Stated exercise
Print the lines below verbatim, with every character unchanged.
___ Input data
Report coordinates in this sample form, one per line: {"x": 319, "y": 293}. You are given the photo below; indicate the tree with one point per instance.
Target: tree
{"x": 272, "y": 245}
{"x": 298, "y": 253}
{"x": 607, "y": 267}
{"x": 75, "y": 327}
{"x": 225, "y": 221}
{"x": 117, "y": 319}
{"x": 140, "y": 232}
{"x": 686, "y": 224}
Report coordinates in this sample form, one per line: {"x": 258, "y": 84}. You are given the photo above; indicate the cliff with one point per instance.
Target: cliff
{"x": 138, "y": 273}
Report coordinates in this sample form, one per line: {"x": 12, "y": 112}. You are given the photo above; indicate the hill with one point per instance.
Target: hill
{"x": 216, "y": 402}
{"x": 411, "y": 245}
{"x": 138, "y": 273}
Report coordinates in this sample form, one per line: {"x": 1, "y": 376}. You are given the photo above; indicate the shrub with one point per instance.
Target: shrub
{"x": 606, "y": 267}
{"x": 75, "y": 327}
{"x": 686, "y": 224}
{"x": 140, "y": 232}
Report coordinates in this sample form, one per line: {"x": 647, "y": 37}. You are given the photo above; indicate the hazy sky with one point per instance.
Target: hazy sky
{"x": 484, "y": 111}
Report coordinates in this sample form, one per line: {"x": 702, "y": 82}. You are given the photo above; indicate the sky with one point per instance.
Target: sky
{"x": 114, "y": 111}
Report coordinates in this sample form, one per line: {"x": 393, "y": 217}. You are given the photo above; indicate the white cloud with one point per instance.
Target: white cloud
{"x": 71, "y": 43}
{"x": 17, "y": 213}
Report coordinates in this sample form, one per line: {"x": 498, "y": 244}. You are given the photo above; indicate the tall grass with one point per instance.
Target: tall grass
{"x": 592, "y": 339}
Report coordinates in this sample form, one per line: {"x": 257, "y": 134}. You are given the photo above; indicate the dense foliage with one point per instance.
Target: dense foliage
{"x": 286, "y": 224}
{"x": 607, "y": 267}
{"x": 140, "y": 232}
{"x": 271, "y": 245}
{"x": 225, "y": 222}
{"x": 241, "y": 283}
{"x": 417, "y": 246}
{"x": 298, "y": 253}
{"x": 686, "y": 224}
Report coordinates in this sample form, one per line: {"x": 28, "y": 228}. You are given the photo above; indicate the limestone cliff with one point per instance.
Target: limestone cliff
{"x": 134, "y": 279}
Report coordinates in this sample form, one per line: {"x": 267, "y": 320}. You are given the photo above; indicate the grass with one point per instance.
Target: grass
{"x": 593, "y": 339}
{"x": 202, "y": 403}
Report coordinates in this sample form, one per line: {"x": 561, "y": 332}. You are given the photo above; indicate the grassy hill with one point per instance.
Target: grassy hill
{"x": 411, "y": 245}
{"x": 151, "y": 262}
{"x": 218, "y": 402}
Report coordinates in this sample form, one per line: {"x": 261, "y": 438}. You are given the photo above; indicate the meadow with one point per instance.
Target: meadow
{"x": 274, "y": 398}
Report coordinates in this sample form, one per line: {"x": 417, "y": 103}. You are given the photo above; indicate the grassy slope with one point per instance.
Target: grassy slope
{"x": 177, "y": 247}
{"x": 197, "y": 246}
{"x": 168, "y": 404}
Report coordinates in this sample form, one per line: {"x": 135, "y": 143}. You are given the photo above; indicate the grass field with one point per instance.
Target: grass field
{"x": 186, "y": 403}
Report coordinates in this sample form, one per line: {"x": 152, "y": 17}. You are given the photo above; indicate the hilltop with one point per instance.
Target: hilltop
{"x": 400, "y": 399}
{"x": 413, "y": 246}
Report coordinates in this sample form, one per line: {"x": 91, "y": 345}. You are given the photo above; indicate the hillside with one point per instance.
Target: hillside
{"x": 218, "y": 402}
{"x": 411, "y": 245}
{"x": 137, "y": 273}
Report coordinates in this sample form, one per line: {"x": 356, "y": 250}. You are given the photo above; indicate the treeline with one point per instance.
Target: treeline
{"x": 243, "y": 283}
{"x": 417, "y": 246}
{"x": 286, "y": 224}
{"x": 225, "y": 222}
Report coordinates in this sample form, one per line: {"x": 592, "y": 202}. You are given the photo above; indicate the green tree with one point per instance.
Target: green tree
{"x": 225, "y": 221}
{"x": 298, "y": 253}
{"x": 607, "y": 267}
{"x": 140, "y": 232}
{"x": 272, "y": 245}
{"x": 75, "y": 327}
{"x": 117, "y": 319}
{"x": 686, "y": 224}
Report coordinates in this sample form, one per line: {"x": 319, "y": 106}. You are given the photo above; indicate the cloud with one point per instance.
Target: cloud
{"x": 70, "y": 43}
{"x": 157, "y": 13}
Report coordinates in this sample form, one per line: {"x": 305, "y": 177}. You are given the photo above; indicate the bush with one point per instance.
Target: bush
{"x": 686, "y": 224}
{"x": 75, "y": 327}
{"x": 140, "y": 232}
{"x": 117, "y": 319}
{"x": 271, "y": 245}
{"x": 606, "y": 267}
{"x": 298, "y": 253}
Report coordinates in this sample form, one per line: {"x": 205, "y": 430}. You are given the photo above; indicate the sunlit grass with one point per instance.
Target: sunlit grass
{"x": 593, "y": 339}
______
Problem solution
Report coordinates in this sample form, one per line: {"x": 319, "y": 293}. You are given the photo below; indicate the tree with one point per instance.
Target: tree
{"x": 272, "y": 245}
{"x": 298, "y": 253}
{"x": 607, "y": 267}
{"x": 75, "y": 327}
{"x": 225, "y": 221}
{"x": 117, "y": 319}
{"x": 140, "y": 232}
{"x": 686, "y": 224}
Report coordinates in this sample form, one per line: {"x": 258, "y": 84}. You are given the photo above; indicate the cliff with one point per instance.
Target: cliff
{"x": 138, "y": 273}
Report coordinates in this sample form, one per line: {"x": 12, "y": 112}. You are given the photo above; indicate the hill with one point per instance.
Target: hill
{"x": 216, "y": 402}
{"x": 411, "y": 245}
{"x": 138, "y": 273}
Report coordinates in this sample form, one per line: {"x": 1, "y": 376}. You are given the photo above; indicate the shrub with one point per instance.
Target: shrub
{"x": 606, "y": 267}
{"x": 75, "y": 327}
{"x": 686, "y": 224}
{"x": 140, "y": 232}
Report coordinates in this sample form, one per line: {"x": 647, "y": 37}. You are given the photo above; indicate the hazy sky with one point per instance.
Target: hazy sky
{"x": 484, "y": 111}
Report coordinates in this sample form, one per line: {"x": 702, "y": 82}. You are given the photo above; indicate the sky with one point per instance.
Target: sky
{"x": 114, "y": 111}
Report coordinates in this sample form, one per line: {"x": 393, "y": 217}. You are given the photo above; indicate the white cloud with one point per instance.
Target: white cloud
{"x": 71, "y": 43}
{"x": 17, "y": 213}
Report coordinates in this sample form, one per line: {"x": 498, "y": 244}. You are given the photo above; indicate the tall grass with one point per instance.
Target: tall grass
{"x": 592, "y": 339}
Report coordinates in this sample form, one per line: {"x": 257, "y": 134}. You are given the photo above; indicate the dense foliage with one point per instance.
Target: dense foliage
{"x": 286, "y": 224}
{"x": 607, "y": 267}
{"x": 140, "y": 232}
{"x": 271, "y": 245}
{"x": 225, "y": 222}
{"x": 241, "y": 283}
{"x": 417, "y": 246}
{"x": 298, "y": 253}
{"x": 686, "y": 224}
Report coordinates in this sample form, one per line: {"x": 28, "y": 228}. You are given the photo above; indicate the limestone cliff with one point per instance.
Target: limestone cliff
{"x": 134, "y": 279}
Report coordinates in this sample form, one per line: {"x": 267, "y": 320}. You are given the photo above; indicate the grass with one point per instance.
Target: grass
{"x": 593, "y": 339}
{"x": 202, "y": 403}
Report coordinates in this sample form, one per line: {"x": 561, "y": 332}. You are given the photo above; indicate the grassy hill with one point per instance.
Target: grassy hill
{"x": 411, "y": 245}
{"x": 151, "y": 262}
{"x": 218, "y": 402}
Report coordinates in this sample form, one per line: {"x": 261, "y": 438}. You are given the photo above; indicate the meadow with one point per instance.
Target: meadow
{"x": 274, "y": 398}
Report coordinates in this sample form, one per line: {"x": 417, "y": 103}. You are given the photo above; indicate the grassy slope with one point per instance.
Target: grassy slope
{"x": 177, "y": 247}
{"x": 197, "y": 246}
{"x": 168, "y": 404}
Report coordinates in this sample form, one per line: {"x": 135, "y": 143}. You are given the photo above; indicate the grass field with one point per instance.
Target: grass field
{"x": 186, "y": 403}
Report coordinates in this sample form, one per line: {"x": 152, "y": 17}. You are given the photo above; indicate the hilltop with one point per instance.
Target: hilltop
{"x": 400, "y": 399}
{"x": 413, "y": 246}
Report coordinates in this sample form, one per line: {"x": 91, "y": 345}. You are given the photo above; indicate the hillside with one point per instance.
Target: hillside
{"x": 218, "y": 402}
{"x": 411, "y": 245}
{"x": 137, "y": 273}
Report coordinates in this sample form, one per line: {"x": 356, "y": 250}. You are given the photo above; indicate the treeline with one point per instance.
Target: treeline
{"x": 243, "y": 283}
{"x": 417, "y": 246}
{"x": 286, "y": 224}
{"x": 225, "y": 222}
Report coordinates in this sample form, one per line: {"x": 592, "y": 202}. You are given the photo above; indicate the green tree with one point per instance.
Target: green tree
{"x": 225, "y": 221}
{"x": 298, "y": 253}
{"x": 607, "y": 267}
{"x": 140, "y": 232}
{"x": 272, "y": 245}
{"x": 75, "y": 327}
{"x": 117, "y": 319}
{"x": 686, "y": 224}
Report coordinates in this sample form, one per line: {"x": 319, "y": 106}. You are given the photo above; indicate the cloud with one point per instance.
Target: cloud
{"x": 70, "y": 43}
{"x": 157, "y": 13}
Report coordinates in this sample form, one per line: {"x": 305, "y": 177}. You are given the photo above; indicate the bush with one point per instance.
Target: bush
{"x": 686, "y": 224}
{"x": 75, "y": 327}
{"x": 140, "y": 232}
{"x": 117, "y": 319}
{"x": 271, "y": 245}
{"x": 606, "y": 267}
{"x": 298, "y": 253}
Report coordinates in this sample form, one per line: {"x": 205, "y": 430}. You are given the photo above; indicate the sunlit grass with one point per instance.
Target: sunlit grass
{"x": 593, "y": 339}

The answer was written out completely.